---------- DOCUMENT EXTRACT ----------

Blackcurrant – tasty, healthy and perfectly suited for ice cream

Ribes nigrum, or Blackcurrant, grow on shrubs. Like many other berries, they are very healthy, and come filled with C-vitamins and fibre. As the berries also contain pectin, they also add some “gelling” power on their own, which benefits the ice cream.

Blackberries have a strong, tart flavour – in our recipe, however, this tartness will be mitigated by the other ingredients. The well-rounded and sweet end-result should please even those who normally do not care much for blackcurrants.

Blackcurrant - like many other berries, tasty, super healthy and loaded with goodness. Due to their high content of natural gelifier pectin, they work great in ice cream!

Blackcurrants – like many other berries, tasty, super healthy and loaded with goodness. Due to their high content of natural gelifier pectin, they work great in ice cream!

How to do it

Begin with the berries. There is absolutely no need to hull each and every berry, but you should at least remove any remaining stems. Then mix the berries with half of the sugar and purée them.

Set aside and begin to prepare the “firm” custard base.

Begin by putting half a sheet of gelatin to soak in cold water (for a minumum of about five minutes. No problems to leave it there longer, though). Set aside, as we will add it later, towards the very end of the custard-making.

While there are more traditional/complicated ways of preparing an ice cream custard, we will go for the modern and fast way: Just mix everything for the custard together from the very beginning (except for the blackcurrant purée and the gelatin, which we will add towards the end).

The quick, modern way to make ice cream base-custard: Put the dairy, the sugar and the egg yolks in a sauce pan, mix and heat!

The quick, modern way to make ice cream base-custard: Put the dairy, the sugar and the egg yolks in a sauce pan, mix, whisk and heat! And continue to whisk until the base is ready.

---------- MATERIAL ----------

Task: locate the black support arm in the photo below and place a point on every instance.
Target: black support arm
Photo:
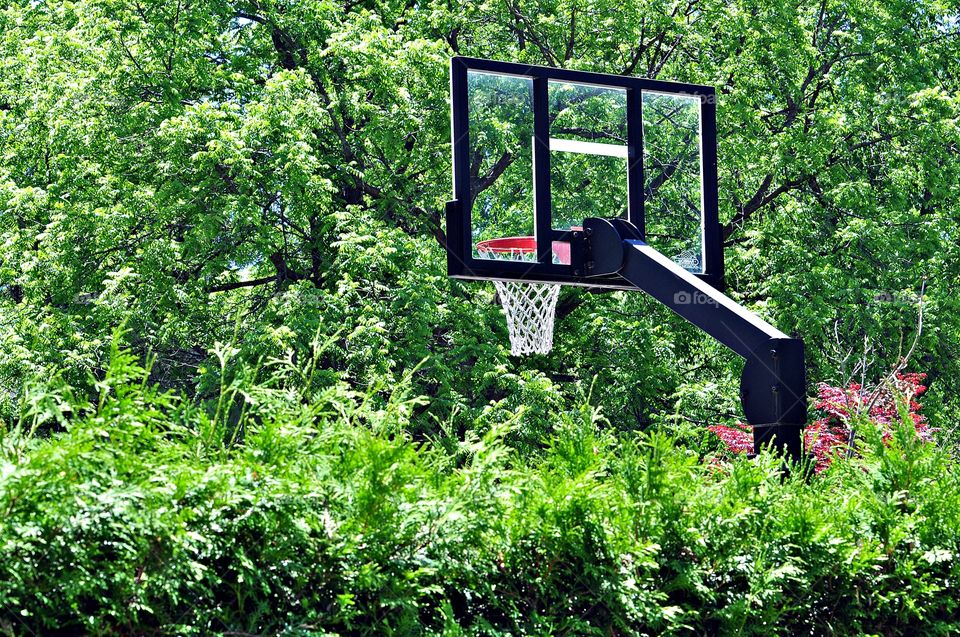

----------

### TO-DO LIST
A. Translate into Spanish this sentence from the blackcurrant ice cream text: "Then mix the berries with half of the sugar and purée them."
B. According to the blackcurrant ice cream text, what natural gelling substance do blackcurrants contain?

### RESULTS IN ORDER
A. Luego mezcla las bayas con la mitad del azúcar y hazlas puré.

B. Pectin.